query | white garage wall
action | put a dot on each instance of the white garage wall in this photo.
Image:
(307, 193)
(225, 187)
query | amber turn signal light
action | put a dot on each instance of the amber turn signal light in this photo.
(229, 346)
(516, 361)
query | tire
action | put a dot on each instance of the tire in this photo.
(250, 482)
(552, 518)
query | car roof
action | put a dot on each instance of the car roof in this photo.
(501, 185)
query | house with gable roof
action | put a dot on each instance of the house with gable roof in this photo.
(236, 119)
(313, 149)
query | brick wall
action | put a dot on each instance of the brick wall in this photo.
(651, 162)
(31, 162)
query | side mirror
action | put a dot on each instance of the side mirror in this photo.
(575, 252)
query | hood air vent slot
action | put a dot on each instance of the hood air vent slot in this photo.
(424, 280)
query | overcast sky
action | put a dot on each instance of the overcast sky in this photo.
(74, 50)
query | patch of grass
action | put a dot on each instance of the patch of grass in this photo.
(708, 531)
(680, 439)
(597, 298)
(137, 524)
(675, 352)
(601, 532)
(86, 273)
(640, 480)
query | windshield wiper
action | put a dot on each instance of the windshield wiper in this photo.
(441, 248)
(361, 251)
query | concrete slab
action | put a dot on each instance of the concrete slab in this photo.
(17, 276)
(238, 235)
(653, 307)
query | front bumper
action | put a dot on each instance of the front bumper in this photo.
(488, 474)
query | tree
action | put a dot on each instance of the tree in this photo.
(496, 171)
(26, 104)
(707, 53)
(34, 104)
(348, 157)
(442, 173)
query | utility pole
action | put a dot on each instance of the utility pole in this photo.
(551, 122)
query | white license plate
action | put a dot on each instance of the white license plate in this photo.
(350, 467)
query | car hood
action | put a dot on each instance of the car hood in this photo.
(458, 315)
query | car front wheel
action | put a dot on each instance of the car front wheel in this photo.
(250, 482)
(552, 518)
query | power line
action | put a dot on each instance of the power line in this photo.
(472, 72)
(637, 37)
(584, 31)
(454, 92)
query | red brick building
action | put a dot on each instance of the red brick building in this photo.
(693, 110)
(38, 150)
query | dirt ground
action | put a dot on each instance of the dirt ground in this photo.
--- --- ---
▶ [EXERCISE AIM]:
In full and word for word, reproduce the data above.

▶ [SOLVED PROBLEM]:
query | white garage wall
action | put a dot on each instance of the white garage wall in this photo.
Image:
(307, 193)
(225, 187)
query | amber turn signal light
action | put a dot on each instance of the amber turn signal light in this photo.
(229, 346)
(516, 361)
query | tire
action | put a dot on each instance of the tire in this photo.
(250, 482)
(552, 518)
query | car roof
action | put a dot on each instance of the car roof in this photo.
(501, 185)
query | house with gable roof
action | put a dot on each instance of the house with gable roof in this photo.
(236, 119)
(313, 149)
query | brick wall
action | put a dot on each instance of the brick wall in this photo.
(651, 162)
(31, 162)
query | side mirror
action | put a dot on each instance of the side mirror in this photo.
(575, 252)
query | hood air vent slot
action | put a dot on each instance of the hood air vent slot in this photo.
(424, 280)
query | overcast sky
action | put a dot on each instance of the overcast sky in this photo.
(74, 50)
query | patch of grass
action | put a dot on each instance of the patch of grass in this photo.
(708, 531)
(680, 439)
(597, 298)
(137, 524)
(675, 352)
(601, 532)
(86, 273)
(640, 480)
query | windshield wiper
action | put a dot on each instance of the windshield wiper in this photo.
(441, 248)
(361, 251)
query | concrete slab
action | put a dot on each instance of the concrete slab in this photo.
(17, 276)
(238, 235)
(653, 307)
query | front bumper
action | put a dot on each instance of the front bumper in this photo.
(488, 474)
query | tree
action | put a dot on each instance of the tree in this photo.
(496, 171)
(26, 104)
(707, 53)
(34, 104)
(348, 157)
(442, 173)
query | utility pole
action | put a dot on each instance of the utility pole in this photo.
(551, 122)
query | white license plate
action | put a dot on each instance of the white license plate in this photo.
(350, 467)
query | car hood
action | put a dot on each instance of the car hood in this photo.
(458, 315)
query | car front wheel
action | put a dot on each instance of the car front wheel in this photo.
(250, 482)
(552, 518)
query | power line
action | put a dot on each instance of the power line in this photo.
(472, 72)
(637, 37)
(584, 31)
(454, 92)
query | red brick building
action | put a dot on each instance of the red brick building in this photo.
(693, 110)
(38, 150)
query | dirt ground
action | put a dot on each instance of the dirt ground in this photo.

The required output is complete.